Quoted text =
• • •
Re: Kafka Connect Connector Tasks Uneven Division

Deepak Raghav Wed, 20 May 2020 13:29:43 -0700

Hi Robin

I had gone though the link you provided, It is not helpful in my case.
Apart from this, *I am not getting why the tasks are divided in *below
pattern* when they are *first time registered*, which is expected behavior.
I*s there any parameter which we can pass in worker property file which
handle the task assignment strategy like we have range assigner or round
robin in consumer-group ?


connector rest status api result after first registration :

{
  "name": "REGION_CODE_UPPER-Cdb_Dchchargeableevent",
  "connector": {
    "state": "RUNNING",
    "worker_id": "10.0.0.5:*8080*"
  },
  "tasks": [
    {
      "id": 0,
      "state": "RUNNING",
      "worker_id": "10.0.0.4:*8078*"
    },
    {
      "id": 1,
      "state": "RUNNING",
      "worker_id": "10.0.0.5:*8080*"
    }
  ],
  "type": "sink"
}

and

{
  "name": "REGION_CODE_UPPER-Cdb_Neatransaction",
  "connector": {
    "state": "RUNNING",
    "worker_id": "10.0.0.4:*8078*"
  },
  "tasks": [
    {
      "id": 0,
      "state": "RUNNING",
      "worker_id": "10.0.0.4:*8078*"
• • •
Instruction = Reproduce the part of the Kafka Connect post between "Re: Kafka Connect" and "is expected behavior.", inclusive.
• • •
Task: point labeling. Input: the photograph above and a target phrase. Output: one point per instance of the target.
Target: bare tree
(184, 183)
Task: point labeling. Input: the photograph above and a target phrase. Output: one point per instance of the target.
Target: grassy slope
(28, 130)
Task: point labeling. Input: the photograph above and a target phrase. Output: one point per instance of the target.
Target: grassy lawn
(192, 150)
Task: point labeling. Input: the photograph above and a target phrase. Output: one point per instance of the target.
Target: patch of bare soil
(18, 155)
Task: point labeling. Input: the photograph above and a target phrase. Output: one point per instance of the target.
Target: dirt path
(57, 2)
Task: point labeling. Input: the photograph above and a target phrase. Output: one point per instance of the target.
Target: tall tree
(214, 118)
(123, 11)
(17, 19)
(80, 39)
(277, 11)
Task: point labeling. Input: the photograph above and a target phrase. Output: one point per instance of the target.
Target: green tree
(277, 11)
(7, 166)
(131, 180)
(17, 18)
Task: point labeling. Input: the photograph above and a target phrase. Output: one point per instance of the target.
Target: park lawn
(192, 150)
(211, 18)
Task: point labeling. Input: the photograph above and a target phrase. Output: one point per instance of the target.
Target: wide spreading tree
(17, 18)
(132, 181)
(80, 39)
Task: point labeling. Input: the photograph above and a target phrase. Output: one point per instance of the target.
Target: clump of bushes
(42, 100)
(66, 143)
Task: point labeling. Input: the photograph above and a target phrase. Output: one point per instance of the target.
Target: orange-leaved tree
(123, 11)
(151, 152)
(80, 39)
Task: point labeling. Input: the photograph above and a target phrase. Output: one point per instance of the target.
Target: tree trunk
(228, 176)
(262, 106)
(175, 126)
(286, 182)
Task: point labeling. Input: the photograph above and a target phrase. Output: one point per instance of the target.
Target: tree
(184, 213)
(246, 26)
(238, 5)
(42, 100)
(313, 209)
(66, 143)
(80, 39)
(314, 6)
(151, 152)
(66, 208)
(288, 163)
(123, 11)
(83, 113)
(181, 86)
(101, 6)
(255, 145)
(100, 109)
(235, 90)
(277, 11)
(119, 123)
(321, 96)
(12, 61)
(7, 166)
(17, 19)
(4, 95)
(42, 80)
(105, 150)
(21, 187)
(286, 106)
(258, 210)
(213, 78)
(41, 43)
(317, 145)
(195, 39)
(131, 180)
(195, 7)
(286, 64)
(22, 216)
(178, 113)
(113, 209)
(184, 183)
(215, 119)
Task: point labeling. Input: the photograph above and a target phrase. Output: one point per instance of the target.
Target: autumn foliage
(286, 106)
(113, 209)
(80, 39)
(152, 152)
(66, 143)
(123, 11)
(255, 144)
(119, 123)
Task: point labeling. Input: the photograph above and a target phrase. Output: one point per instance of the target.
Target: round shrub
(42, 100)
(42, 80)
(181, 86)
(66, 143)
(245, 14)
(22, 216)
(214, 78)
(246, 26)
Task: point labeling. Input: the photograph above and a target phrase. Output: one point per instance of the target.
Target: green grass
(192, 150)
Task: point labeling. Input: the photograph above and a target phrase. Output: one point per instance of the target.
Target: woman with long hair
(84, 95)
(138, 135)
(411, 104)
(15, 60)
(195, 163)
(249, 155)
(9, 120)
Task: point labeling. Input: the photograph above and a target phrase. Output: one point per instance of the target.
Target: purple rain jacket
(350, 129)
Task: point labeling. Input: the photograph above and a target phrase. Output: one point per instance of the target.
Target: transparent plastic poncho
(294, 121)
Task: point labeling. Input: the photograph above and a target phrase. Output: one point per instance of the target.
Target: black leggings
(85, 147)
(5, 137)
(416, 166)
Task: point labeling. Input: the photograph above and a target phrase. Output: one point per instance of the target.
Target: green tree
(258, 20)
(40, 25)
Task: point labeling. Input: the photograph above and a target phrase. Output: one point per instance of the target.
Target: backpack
• • •
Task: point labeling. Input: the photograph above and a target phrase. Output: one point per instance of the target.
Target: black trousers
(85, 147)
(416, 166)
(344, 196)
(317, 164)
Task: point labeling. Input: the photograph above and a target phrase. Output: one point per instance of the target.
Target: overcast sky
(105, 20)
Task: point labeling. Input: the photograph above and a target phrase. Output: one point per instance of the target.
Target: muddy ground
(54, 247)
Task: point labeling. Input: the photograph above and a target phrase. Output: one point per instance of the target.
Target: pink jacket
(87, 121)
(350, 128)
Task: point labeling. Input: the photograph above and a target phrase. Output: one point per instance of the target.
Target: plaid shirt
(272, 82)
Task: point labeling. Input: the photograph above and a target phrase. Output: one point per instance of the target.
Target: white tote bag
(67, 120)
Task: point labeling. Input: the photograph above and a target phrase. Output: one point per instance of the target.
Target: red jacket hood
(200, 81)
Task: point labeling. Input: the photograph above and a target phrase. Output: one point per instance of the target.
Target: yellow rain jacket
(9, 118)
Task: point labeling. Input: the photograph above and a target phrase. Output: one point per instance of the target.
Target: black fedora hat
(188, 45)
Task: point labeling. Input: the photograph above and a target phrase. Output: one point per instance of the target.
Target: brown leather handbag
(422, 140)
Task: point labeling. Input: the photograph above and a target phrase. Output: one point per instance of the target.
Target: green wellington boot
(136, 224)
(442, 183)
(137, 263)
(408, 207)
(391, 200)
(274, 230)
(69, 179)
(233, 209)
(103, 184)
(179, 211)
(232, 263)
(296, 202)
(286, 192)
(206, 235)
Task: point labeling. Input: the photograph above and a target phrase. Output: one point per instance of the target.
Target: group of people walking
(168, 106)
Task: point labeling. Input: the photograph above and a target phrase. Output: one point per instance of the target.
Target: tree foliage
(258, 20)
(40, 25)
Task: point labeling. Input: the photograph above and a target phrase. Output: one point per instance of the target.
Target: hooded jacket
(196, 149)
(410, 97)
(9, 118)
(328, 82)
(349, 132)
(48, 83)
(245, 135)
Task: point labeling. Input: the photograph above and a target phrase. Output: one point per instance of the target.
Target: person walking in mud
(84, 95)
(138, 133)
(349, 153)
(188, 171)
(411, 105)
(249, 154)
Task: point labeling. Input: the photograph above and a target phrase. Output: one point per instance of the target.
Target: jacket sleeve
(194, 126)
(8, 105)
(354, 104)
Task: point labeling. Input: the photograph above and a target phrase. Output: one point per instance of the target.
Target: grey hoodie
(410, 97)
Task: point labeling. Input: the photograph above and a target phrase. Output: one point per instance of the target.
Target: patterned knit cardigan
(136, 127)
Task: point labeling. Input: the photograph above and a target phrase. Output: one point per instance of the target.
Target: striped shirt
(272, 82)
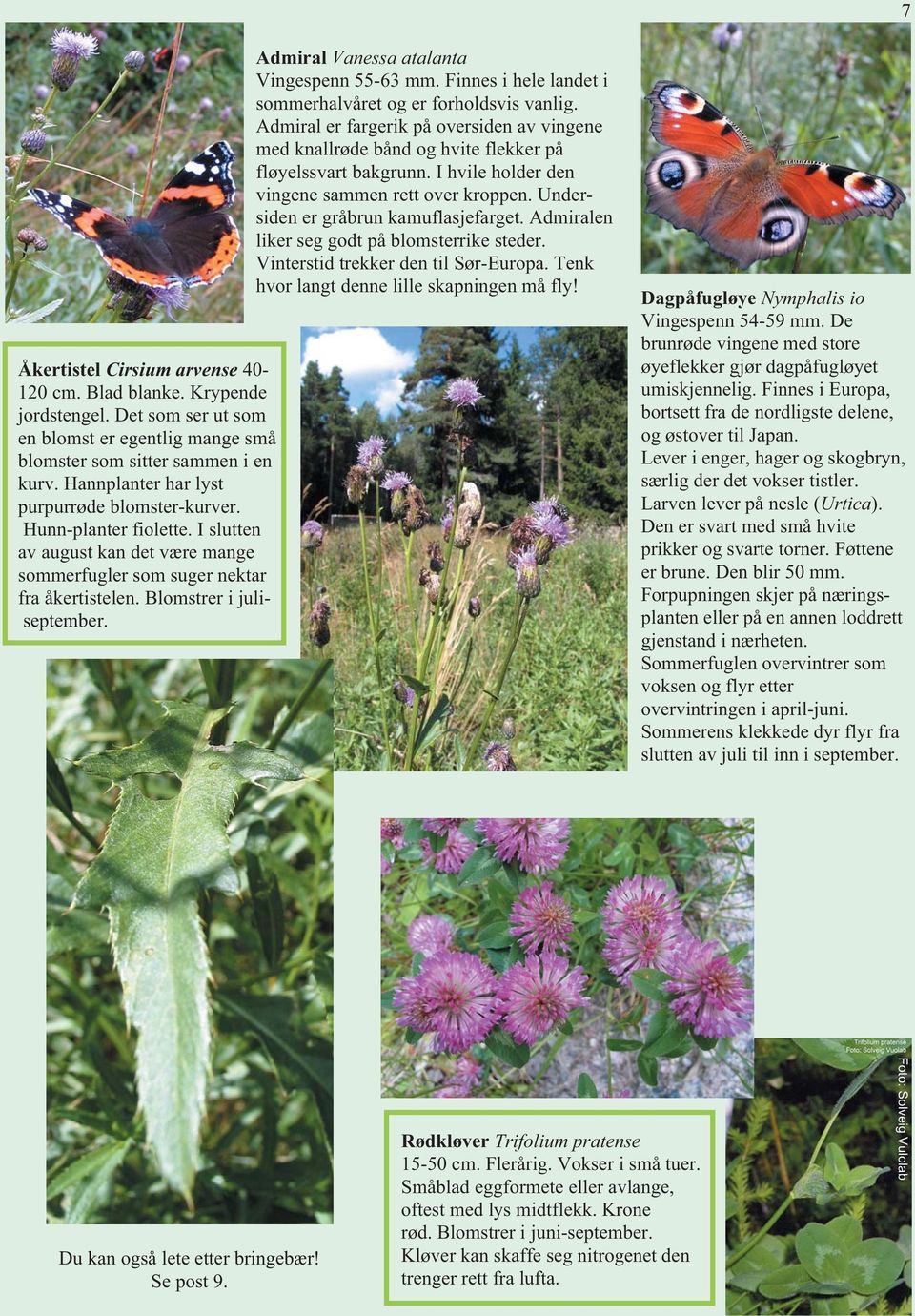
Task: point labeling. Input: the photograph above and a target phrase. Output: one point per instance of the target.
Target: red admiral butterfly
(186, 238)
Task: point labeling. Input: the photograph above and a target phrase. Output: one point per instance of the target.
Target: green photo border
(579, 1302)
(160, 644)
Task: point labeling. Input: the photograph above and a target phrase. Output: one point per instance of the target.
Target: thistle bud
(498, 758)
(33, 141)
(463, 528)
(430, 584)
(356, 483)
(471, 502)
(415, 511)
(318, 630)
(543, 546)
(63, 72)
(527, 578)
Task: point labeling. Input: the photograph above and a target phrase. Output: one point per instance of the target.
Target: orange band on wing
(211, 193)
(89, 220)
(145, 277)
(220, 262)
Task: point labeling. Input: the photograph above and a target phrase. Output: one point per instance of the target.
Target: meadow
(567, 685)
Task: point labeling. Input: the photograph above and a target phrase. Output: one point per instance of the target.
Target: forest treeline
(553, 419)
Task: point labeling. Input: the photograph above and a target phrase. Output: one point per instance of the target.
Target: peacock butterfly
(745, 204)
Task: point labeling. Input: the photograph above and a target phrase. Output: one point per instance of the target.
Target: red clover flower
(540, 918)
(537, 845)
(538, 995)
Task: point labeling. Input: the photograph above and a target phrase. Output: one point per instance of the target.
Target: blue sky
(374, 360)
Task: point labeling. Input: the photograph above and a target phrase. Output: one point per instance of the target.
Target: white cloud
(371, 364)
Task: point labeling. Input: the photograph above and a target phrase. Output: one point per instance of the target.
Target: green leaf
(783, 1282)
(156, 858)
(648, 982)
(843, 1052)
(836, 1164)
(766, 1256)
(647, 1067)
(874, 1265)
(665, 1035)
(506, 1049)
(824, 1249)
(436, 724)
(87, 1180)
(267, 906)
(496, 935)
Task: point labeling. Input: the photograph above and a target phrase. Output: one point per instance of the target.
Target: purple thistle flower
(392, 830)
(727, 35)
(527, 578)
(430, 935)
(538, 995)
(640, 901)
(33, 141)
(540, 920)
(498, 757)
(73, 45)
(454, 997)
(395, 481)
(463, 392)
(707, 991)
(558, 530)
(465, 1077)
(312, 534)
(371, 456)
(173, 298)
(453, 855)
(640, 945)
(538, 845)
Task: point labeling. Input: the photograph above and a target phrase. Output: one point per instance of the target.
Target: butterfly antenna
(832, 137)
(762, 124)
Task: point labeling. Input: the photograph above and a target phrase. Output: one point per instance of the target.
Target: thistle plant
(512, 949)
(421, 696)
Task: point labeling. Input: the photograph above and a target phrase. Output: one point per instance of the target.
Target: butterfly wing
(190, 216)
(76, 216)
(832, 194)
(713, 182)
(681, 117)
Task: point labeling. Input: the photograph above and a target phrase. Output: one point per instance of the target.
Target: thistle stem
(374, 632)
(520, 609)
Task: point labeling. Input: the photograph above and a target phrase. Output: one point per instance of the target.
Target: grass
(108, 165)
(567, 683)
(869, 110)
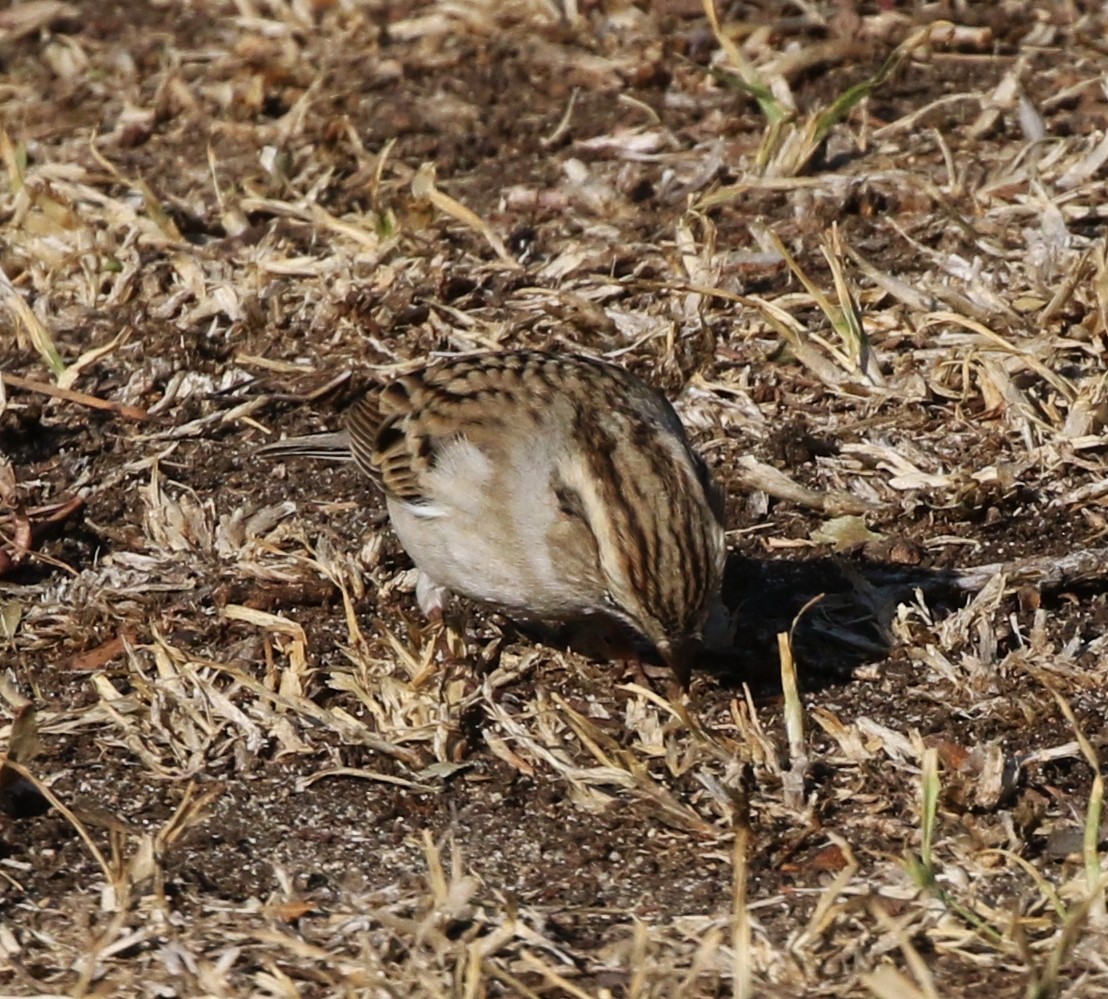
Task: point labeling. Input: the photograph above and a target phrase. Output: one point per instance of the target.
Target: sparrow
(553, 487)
• • •
Exercise answer =
Re: Kafka Connect Connector Tasks Uneven Division

Deepak Raghav Wed, 20 May 2020 13:29:43 -0700

Hi Robin

I had gone though the link you provided, It is not helpful in my case.
Apart from this, *I am not getting why the tasks are divided in *below
pattern* when they are *first time registered*, which is expected behavior.